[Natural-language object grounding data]
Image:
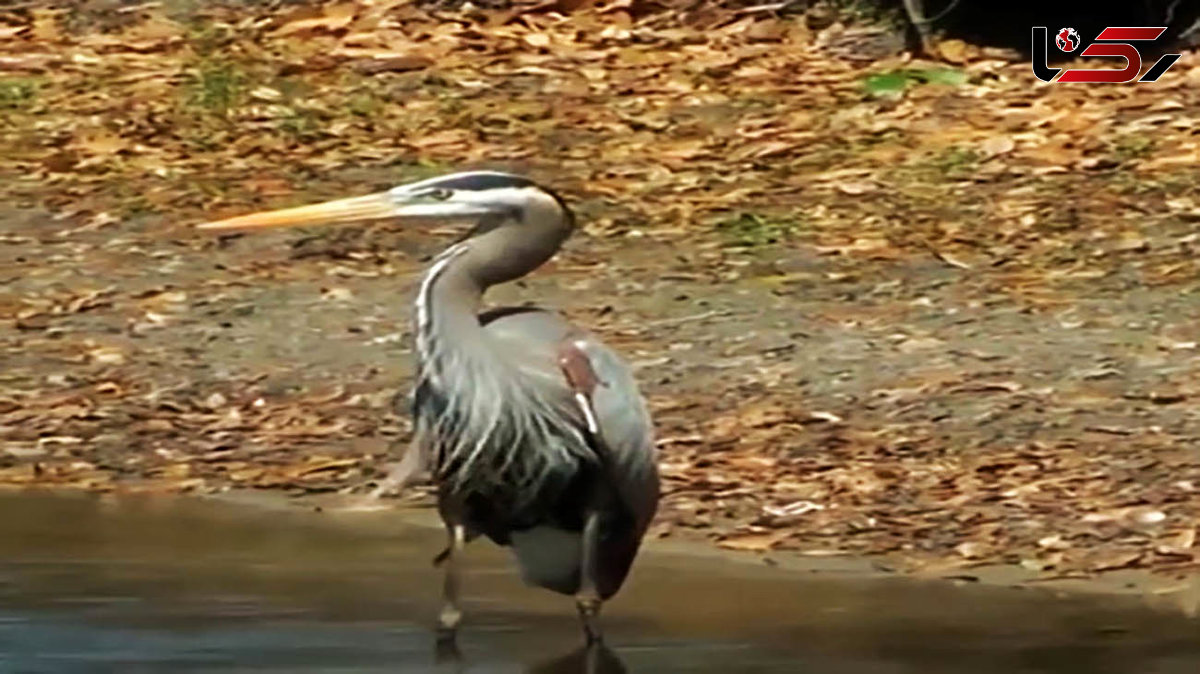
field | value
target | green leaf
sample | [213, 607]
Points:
[893, 83]
[887, 84]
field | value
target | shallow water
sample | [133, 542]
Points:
[145, 585]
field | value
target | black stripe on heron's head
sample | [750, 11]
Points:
[484, 180]
[479, 181]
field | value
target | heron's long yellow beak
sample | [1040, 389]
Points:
[355, 209]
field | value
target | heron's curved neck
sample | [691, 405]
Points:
[448, 302]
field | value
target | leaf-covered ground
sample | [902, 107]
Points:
[939, 312]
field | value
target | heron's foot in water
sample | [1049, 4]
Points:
[448, 623]
[589, 617]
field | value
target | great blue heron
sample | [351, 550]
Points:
[534, 431]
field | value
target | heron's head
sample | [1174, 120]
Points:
[491, 199]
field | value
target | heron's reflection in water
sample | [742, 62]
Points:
[593, 659]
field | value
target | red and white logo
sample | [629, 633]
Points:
[1113, 41]
[1067, 40]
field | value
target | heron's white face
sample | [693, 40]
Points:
[424, 202]
[462, 196]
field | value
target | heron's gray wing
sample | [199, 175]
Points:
[533, 341]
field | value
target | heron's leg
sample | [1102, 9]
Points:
[587, 600]
[450, 615]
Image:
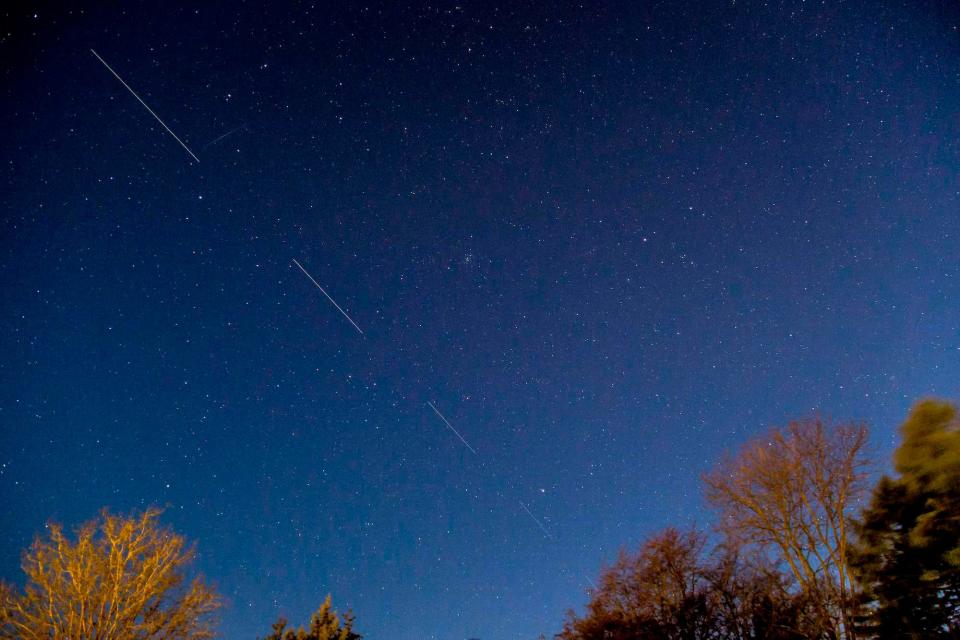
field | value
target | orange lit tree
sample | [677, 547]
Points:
[120, 579]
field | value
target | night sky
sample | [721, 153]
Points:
[606, 241]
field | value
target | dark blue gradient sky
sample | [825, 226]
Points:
[607, 241]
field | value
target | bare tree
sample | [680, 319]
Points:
[791, 491]
[122, 579]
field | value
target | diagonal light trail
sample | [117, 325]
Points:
[334, 302]
[534, 518]
[219, 138]
[450, 426]
[134, 93]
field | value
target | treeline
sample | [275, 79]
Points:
[802, 546]
[126, 578]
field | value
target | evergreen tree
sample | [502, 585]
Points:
[325, 624]
[908, 552]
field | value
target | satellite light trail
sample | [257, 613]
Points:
[332, 301]
[221, 137]
[450, 426]
[534, 518]
[134, 93]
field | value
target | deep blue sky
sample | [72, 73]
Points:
[608, 241]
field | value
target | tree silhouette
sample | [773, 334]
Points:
[908, 551]
[325, 624]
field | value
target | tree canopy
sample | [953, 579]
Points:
[122, 578]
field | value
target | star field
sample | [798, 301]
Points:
[608, 241]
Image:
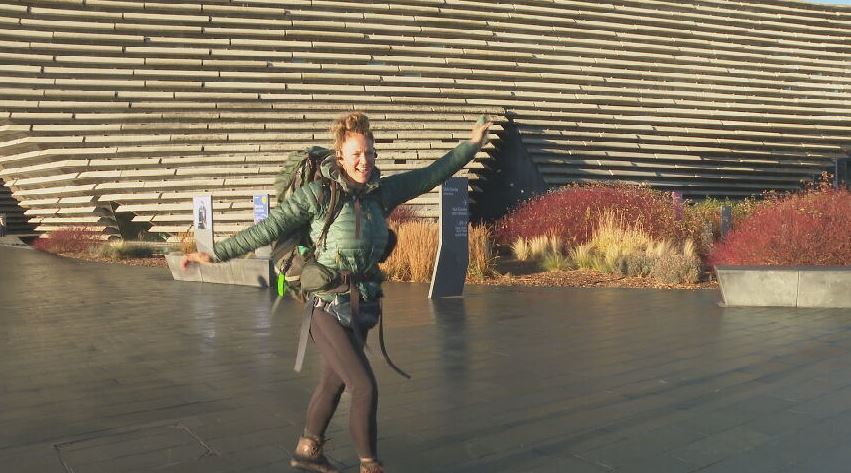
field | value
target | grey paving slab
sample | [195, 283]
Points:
[100, 363]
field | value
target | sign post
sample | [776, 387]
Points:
[202, 218]
[450, 266]
[726, 220]
[261, 211]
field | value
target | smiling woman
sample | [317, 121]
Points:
[355, 146]
[340, 314]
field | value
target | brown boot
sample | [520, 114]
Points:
[371, 466]
[308, 456]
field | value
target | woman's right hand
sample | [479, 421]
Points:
[199, 257]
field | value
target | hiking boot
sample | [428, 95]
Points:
[371, 466]
[308, 456]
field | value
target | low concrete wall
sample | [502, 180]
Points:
[257, 272]
[785, 286]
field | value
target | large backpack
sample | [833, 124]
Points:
[291, 253]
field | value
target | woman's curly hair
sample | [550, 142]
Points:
[354, 122]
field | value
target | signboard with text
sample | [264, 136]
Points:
[450, 266]
[261, 211]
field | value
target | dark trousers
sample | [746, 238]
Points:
[344, 365]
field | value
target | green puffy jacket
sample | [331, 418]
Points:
[342, 251]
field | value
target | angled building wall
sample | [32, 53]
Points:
[114, 106]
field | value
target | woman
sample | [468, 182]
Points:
[352, 245]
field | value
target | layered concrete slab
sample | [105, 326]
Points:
[794, 286]
[251, 271]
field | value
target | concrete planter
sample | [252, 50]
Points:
[257, 272]
[785, 286]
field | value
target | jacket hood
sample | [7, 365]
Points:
[331, 170]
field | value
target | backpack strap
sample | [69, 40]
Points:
[334, 208]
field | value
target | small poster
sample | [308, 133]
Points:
[202, 218]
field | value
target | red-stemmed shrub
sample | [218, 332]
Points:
[810, 228]
[571, 213]
[68, 240]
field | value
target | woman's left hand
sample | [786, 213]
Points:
[480, 131]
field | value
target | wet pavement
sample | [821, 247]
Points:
[110, 368]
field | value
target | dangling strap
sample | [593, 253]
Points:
[381, 343]
[357, 218]
[303, 336]
[354, 301]
[330, 215]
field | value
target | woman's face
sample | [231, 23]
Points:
[357, 157]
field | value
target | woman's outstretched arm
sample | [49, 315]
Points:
[402, 187]
[293, 214]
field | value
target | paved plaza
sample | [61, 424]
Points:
[107, 368]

▸ **WORK REQUIRED**: Each record must be repeated exactly, and no picture may be carried over.

▸ **EXERCISE SOLUTION**:
Image:
field | value
target | green leaf
sample | [213, 607]
Points:
[893, 83]
[887, 84]
field | value
target | shallow water
sample | [133, 542]
Points:
[145, 585]
field | value
target | black stripe on heron's head
sample | [750, 11]
Points:
[484, 180]
[479, 181]
field | value
target | heron's long yellow beak
sample | [1040, 389]
Points:
[355, 209]
field | value
target | heron's curved neck
sample | [691, 405]
Points:
[448, 302]
field | value
target | leaf-covered ground
sample | [902, 107]
Points:
[939, 312]
field | value
target | heron's foot in water
sample | [1049, 4]
Points:
[448, 623]
[589, 617]
field | value
target | great blue heron
sample | [351, 550]
Points:
[534, 431]
field | value
target | heron's head
sample | [1174, 120]
Points:
[491, 199]
field | value
target | heron's reflection in water
sample | [742, 62]
Points:
[593, 659]
field | value
target | red and white logo
sample | [629, 633]
Points:
[1113, 41]
[1067, 40]
field | value
target | heron's white face
sample | [693, 40]
Points:
[424, 202]
[462, 196]
field | value
target | heron's gray wing
sample | [199, 175]
Points:
[533, 341]
field | value
target | heron's leg
sample | [1102, 9]
Points:
[587, 600]
[450, 615]
Image:
field | value
target | orange lit tree
sample | [677, 547]
Points:
[120, 579]
field | value
target | night sky
sample | [721, 153]
Points:
[606, 241]
field | value
target | dark blue gradient sky
sample | [825, 226]
Points:
[607, 241]
field | value
target | bare tree
sample | [680, 319]
Points:
[791, 491]
[122, 579]
field | value
target | diagonal light trail
sample | [117, 325]
Points:
[334, 302]
[534, 518]
[219, 138]
[450, 426]
[134, 93]
field | value
target | treeline
sample | [275, 79]
Points:
[802, 546]
[126, 578]
field | value
target | evergreen tree
sample | [502, 585]
Points:
[325, 624]
[908, 552]
field | value
target | satellite light trail
sample | [257, 613]
Points:
[332, 301]
[221, 137]
[450, 426]
[534, 518]
[134, 93]
field | value
target | deep blue sky
sample | [72, 73]
Points:
[608, 241]
field | value
target | tree silhouette
sample | [773, 334]
Points:
[908, 551]
[325, 624]
field | value
target | tree canopy
sample | [953, 579]
Points:
[122, 578]
field | value
target | star field
sample | [798, 301]
Points:
[608, 241]
Image:
field | value
target | grey paving slab
sample | [195, 283]
Points:
[100, 363]
field | value
target | sign post
sample | [776, 387]
Points:
[202, 218]
[450, 266]
[726, 220]
[261, 211]
field | value
target | smiling woman
sample | [317, 121]
Points:
[355, 146]
[340, 314]
field | value
target | brown boot
sample | [520, 114]
Points:
[371, 466]
[308, 456]
field | value
target | woman's right hand
sample | [479, 421]
Points:
[199, 257]
field | value
target | hiking boot
sample | [428, 95]
Points:
[371, 466]
[308, 456]
field | value
target | low concrete wall
sample | [502, 180]
Points:
[257, 272]
[785, 286]
field | value
target | large backpack
sample | [833, 124]
Points:
[291, 253]
field | value
target | woman's curly hair
sample | [550, 142]
Points:
[354, 122]
field | value
target | signboard with text
sample | [264, 136]
Points:
[450, 266]
[261, 211]
field | value
target | dark trousers
sample | [746, 238]
Points:
[344, 365]
field | value
target | green puffy jacket
sample | [331, 418]
Points:
[342, 251]
field | value
target | angled building wall
sample | [32, 53]
Points:
[114, 106]
field | value
target | woman
sample | [468, 182]
Points:
[352, 245]
field | value
target | layered concrete slab
sample | [105, 326]
Points:
[794, 286]
[251, 271]
field | value
target | concrete planter
sample | [252, 50]
Points:
[257, 272]
[785, 286]
field | value
target | jacket hood
sample | [7, 365]
Points:
[331, 170]
field | value
target | backpack strap
sample | [69, 40]
Points:
[334, 208]
field | value
target | small poster
sample | [308, 133]
Points:
[202, 218]
field | value
target | red-stemmed shrub
sample | [218, 332]
Points:
[810, 228]
[571, 213]
[68, 240]
field | value
target | woman's left hand
sample | [786, 213]
Points:
[480, 131]
field | value
target | wet pavement
sample | [821, 247]
Points:
[110, 368]
field | value
target | dangling strap
sample | [593, 253]
Points:
[381, 343]
[357, 218]
[303, 336]
[354, 301]
[330, 215]
field | value
target | woman's face
sample | [231, 23]
Points:
[357, 157]
field | value
target | woman's outstretched arm
sample | [49, 315]
Points:
[402, 187]
[293, 214]
field | value
target | paved plaza
sample | [61, 424]
Points:
[107, 368]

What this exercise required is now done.